In this researcher's estimation Yallop only misses the mark by a narrow margin. Calvi's financial intrigues likely did not begin in earnest until after Pope John Paul I's death, when John Paul II was sitting upon the throne of Saint Peter. It is much more likely, as noted above, that Pope John Paul's lax attitude concerning Communism and support for liberation theology was deemed a major threat to powerful forces without the US and Italian deep states and that these forces had him promptly removed and replaced with Pope who was more agreeable (and a certain attempted assassination that shall be addressed in the next installment surely quashed any flights of fancy John Paul II may have been considering).
Researcher Lucien Gregoire, whose Murder in the Vatican,is possibly the most thorough examination of John Paul I's death, recounted an interesting conversation he had with Bishop Paul Marcinkus in 2005. Macinkus is of course not the most reliable source as he was a possible member of P2 and involved with Calvi in his intrigues. None the less, the bishop had few qualms about implicating P2.
"He began, 'It makes sense members of P2 who were maintenance workers in the Vatican concealed themselves in the valet's quarters and waited for the early hours of the morning. The only other rooms not occupied at night were the dining room, kitchen and salon – often visited into the wee hours. Lorenzi happened to be sleeping in the secretary's office which otherwise would have been vacant.'
" 'Yes, I told him, 'it was a godsend the valet's brother happened to have died a few days before John Paul's death.'
" 'If P2 was involved,' he corrected me, 'it was no godsend.'
" 'They would have had to vacate one of the quarters. The valet's rooms were annexed the Pope's rooms were best suited. This does not necessarily mean Casaroli and Caprio or other men-of-the-cloth could not have been sharing the valet's rooms that night; just that they would have been fools to have committed the deed itself.

### Exercise data
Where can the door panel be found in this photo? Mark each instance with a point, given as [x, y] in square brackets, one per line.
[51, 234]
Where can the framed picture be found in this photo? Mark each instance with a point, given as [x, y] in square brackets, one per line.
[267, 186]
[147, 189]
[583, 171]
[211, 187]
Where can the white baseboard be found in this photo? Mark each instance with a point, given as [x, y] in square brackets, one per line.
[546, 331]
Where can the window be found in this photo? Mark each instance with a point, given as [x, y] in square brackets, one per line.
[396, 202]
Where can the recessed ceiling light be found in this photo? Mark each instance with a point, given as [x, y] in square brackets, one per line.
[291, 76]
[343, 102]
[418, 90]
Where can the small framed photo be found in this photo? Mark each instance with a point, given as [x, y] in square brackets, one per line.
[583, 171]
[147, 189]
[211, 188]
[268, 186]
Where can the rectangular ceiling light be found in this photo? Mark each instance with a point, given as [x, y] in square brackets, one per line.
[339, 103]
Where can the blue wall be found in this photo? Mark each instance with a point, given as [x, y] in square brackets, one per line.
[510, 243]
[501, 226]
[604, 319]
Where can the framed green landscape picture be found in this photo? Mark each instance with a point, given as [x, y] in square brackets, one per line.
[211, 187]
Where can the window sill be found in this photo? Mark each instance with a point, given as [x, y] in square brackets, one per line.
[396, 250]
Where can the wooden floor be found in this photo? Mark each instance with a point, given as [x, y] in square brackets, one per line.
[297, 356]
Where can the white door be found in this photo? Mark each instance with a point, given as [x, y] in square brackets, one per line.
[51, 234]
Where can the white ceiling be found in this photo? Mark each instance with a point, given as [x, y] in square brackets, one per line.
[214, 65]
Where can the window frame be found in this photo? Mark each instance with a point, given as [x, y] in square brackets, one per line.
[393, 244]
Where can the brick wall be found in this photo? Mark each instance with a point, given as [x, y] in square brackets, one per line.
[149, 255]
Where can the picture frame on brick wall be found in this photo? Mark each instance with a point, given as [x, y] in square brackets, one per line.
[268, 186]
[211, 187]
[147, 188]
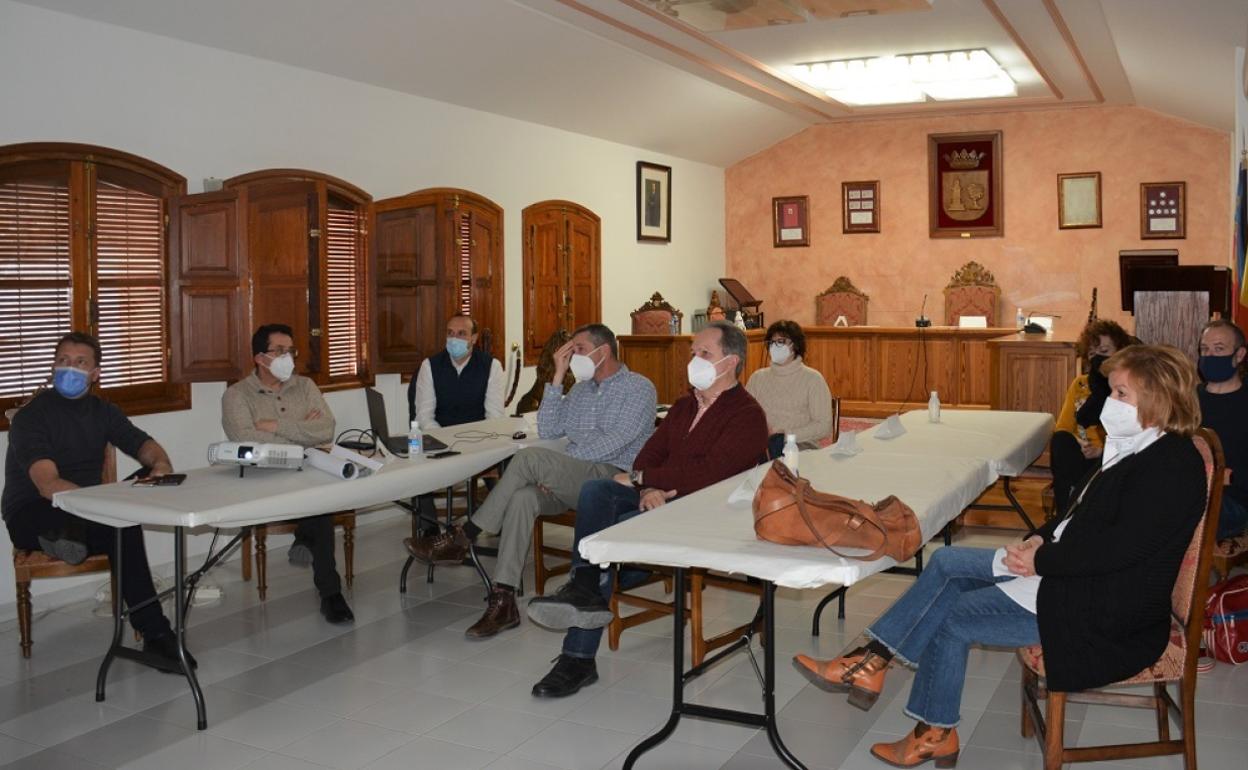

### Task set
[a] Please return the part of the text on John Paul I's death that begins at the words "In this researcher's" and stops after "have been considering).", copied word for word.
[b] Translate this sentence from the text on John Paul I's death into Spanish: "None the less, the bishop had few qualms about implicating P2."

### Exercise answers
[a]
In this researcher's estimation Yallop only misses the mark by a narrow margin. Calvi's financial intrigues likely did not begin in earnest until after Pope John Paul I's death, when John Paul II was sitting upon the throne of Saint Peter. It is much more likely, as noted above, that Pope John Paul's lax attitude concerning Communism and support for liberation theology was deemed a major threat to powerful forces without the US and Italian deep states and that these forces had him promptly removed and replaced with Pope who was more agreeable (and a certain attempted assassination that shall be addressed in the next installment surely quashed any flights of fancy John Paul II may have been considering).

[b] Sin embargo, el obispo tuvo pocos reparos en implicar a P2.